Sobre el ejercicio
Cita del texto sobre Riverdale y El club de la pelea el tramo que arranca en las palabras "Quien se convierte" y se detiene justo después de "hijos del topo.".

Fragmento del texto
========

Si bien para alcanzar el éxito, la serie Riverdale apostó por los lineamientos de fórmula correspondientes al drama juvenil y el suspenso con aire a telenovela, conservando únicamente los nombres del cómic que toma como base, al menos eso sirvió para que este terminara de consolidar una necesaria reinvención, la cual ya venía empujando desde unos años antes y que no terminaba de llevar hasta sus últimas consecuencias.
Ante una realidad aquejada por la polarización que incluso ha alcanzado al mundo del entretenimiento —con fans poniéndose la camiseta en favor de marcas y franquicias, participando en batallas por redes sociales que rayan en la cultura del odio y de las cuales quienes sacan el principal provecho son las productoras—, siempre es necesario recordar el no tomarse las cosas tan enserio y permitirse el sano ejercicio de reírse de sí mismo.
Quien se convierte en uno de los mejores ejemplos de ello, irónicamente, es el responsable de una de las novelas que llegaron para cuestionar la maquinaria cotidiana impulsada por el consumismo y validada en la rutina que normaliza el sinsentido, que de paso replantea la masculinidad y alcanzó el estatus de objeto de culto. Se trata de Chuck Palahniuk, escritor de El club de la pelea de 1996 —que dio origen a la película dirigida en 1999 por David Fincher (Mank)—, quien decide darle continuidad a esa historia a través del mundo de las viñetas, recordándonos a lo que en su momento hizo Alejandro Jodorowsky, con la secuela de una de sus piezas fílmicas más emblemáticas, Los hijos del topo.
Aquí la premisa de un grupo de oficinistas que se reúnen los fines de semana para golpearse hasta el cansancio como una forma de escapar de la depresión y sentirse realmente vivos, pasa a convertirse en el telón de fondo para seguir explorando el impacto que provoca al interior de quienes deciden integrarle, conectándole con un contexto más amplio y exponiendo así el absurdo de los conflictos globales. Todo esto sin dejar de servir como pretexto para entregar algunos violentos enfrentamientos.

========

[Entradas del conjunto de datos]
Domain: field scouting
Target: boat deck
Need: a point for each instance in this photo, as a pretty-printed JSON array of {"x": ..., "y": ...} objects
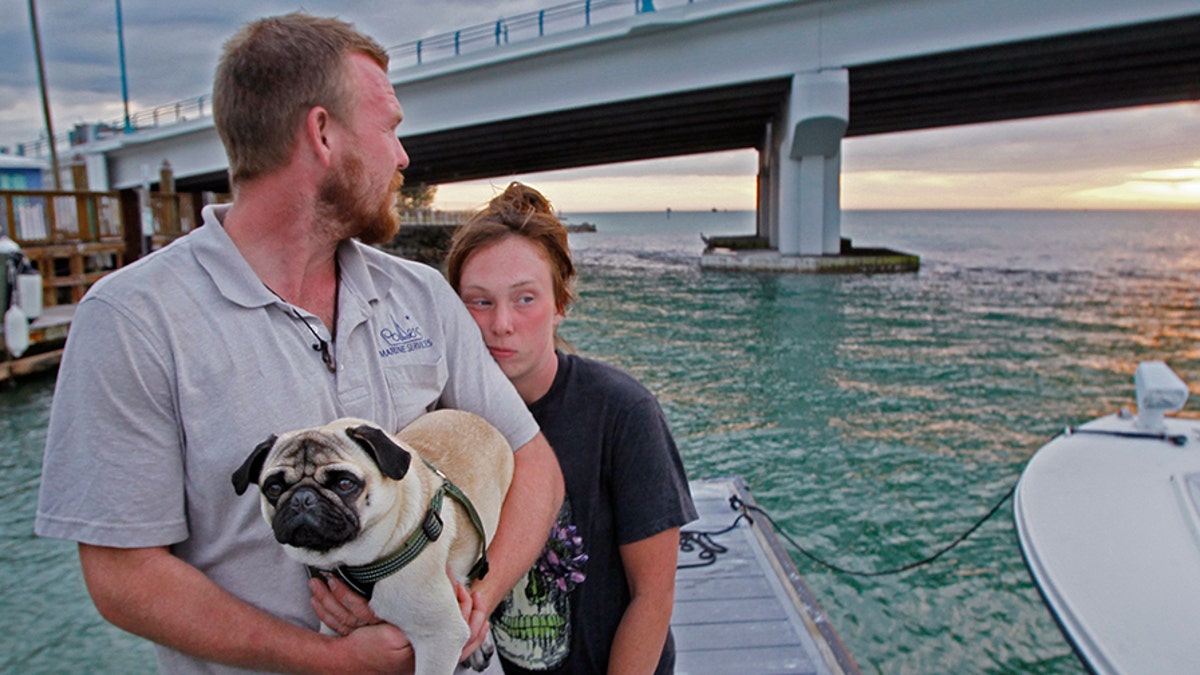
[{"x": 749, "y": 610}]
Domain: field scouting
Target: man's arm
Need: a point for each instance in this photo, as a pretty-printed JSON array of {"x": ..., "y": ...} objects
[
  {"x": 651, "y": 569},
  {"x": 155, "y": 595},
  {"x": 529, "y": 511}
]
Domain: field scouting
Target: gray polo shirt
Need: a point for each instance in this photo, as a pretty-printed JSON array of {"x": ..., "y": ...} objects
[{"x": 179, "y": 364}]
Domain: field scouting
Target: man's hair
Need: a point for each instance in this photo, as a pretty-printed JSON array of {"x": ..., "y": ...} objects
[
  {"x": 271, "y": 73},
  {"x": 519, "y": 211}
]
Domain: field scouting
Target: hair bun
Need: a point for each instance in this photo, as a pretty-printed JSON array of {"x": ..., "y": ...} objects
[{"x": 525, "y": 199}]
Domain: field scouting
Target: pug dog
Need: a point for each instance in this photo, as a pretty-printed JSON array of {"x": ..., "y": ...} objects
[{"x": 352, "y": 499}]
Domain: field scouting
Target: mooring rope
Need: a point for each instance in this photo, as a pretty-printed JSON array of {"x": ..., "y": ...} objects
[{"x": 689, "y": 539}]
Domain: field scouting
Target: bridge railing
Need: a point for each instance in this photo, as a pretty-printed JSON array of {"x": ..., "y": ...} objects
[{"x": 519, "y": 28}]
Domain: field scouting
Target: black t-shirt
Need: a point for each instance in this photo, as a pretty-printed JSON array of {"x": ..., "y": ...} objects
[{"x": 624, "y": 483}]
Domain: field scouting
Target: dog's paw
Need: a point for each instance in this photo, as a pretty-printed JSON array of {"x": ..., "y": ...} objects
[{"x": 479, "y": 658}]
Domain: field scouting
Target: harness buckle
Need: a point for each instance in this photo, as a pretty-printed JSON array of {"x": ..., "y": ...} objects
[{"x": 432, "y": 525}]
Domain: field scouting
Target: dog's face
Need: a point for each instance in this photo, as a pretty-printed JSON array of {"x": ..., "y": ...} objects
[{"x": 319, "y": 487}]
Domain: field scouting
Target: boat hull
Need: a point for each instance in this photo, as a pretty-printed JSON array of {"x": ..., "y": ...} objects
[{"x": 1109, "y": 526}]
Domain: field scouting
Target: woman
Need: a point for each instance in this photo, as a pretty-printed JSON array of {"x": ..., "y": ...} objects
[{"x": 600, "y": 597}]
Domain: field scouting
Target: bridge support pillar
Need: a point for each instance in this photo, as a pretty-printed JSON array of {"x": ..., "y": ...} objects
[{"x": 808, "y": 165}]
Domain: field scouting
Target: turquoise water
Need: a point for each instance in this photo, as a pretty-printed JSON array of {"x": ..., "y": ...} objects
[{"x": 876, "y": 417}]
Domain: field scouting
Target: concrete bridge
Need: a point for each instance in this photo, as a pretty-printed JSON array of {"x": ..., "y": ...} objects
[{"x": 791, "y": 78}]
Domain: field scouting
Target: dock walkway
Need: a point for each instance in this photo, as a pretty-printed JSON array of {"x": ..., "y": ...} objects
[{"x": 749, "y": 610}]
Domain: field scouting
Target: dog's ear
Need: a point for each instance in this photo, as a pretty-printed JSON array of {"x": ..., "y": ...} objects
[
  {"x": 393, "y": 459},
  {"x": 252, "y": 467}
]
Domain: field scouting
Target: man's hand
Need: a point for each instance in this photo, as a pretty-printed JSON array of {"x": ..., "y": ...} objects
[
  {"x": 347, "y": 613},
  {"x": 340, "y": 608}
]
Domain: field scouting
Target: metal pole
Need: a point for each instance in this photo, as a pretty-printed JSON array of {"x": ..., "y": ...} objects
[
  {"x": 46, "y": 102},
  {"x": 125, "y": 85}
]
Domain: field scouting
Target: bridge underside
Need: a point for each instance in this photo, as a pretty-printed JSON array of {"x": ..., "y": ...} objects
[{"x": 1141, "y": 64}]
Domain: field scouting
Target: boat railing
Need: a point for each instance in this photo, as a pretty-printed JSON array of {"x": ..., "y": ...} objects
[{"x": 519, "y": 28}]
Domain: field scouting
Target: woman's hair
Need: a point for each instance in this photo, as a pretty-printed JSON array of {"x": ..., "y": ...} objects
[
  {"x": 271, "y": 73},
  {"x": 519, "y": 211}
]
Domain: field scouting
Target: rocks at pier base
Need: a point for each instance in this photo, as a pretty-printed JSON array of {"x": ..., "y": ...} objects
[{"x": 751, "y": 254}]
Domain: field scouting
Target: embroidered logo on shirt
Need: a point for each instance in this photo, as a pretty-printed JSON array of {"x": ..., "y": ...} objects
[{"x": 402, "y": 338}]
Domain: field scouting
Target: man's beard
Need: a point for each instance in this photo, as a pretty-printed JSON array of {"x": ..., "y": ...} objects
[{"x": 349, "y": 210}]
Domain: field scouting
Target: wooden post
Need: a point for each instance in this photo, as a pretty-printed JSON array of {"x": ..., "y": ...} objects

========

Respuesta
Quien se convierte en uno de los mejores ejemplos de ello, irónicamente, es el responsable de una de las novelas que llegaron para cuestionar la maquinaria cotidiana impulsada por el consumismo y validada en la rutina que normaliza el sinsentido, que de paso replantea la masculinidad y alcanzó el estatus de objeto de culto. Se trata de Chuck Palahniuk, escritor de El club de la pelea de 1996 —que dio origen a la película dirigida en 1999 por David Fincher (Mank)—, quien decide darle continuidad a esa historia a través del mundo de las viñetas, recordándonos a lo que en su momento hizo Alejandro Jodorowsky, con la secuela de una de sus piezas fílmicas más emblemáticas, Los hijos del topo.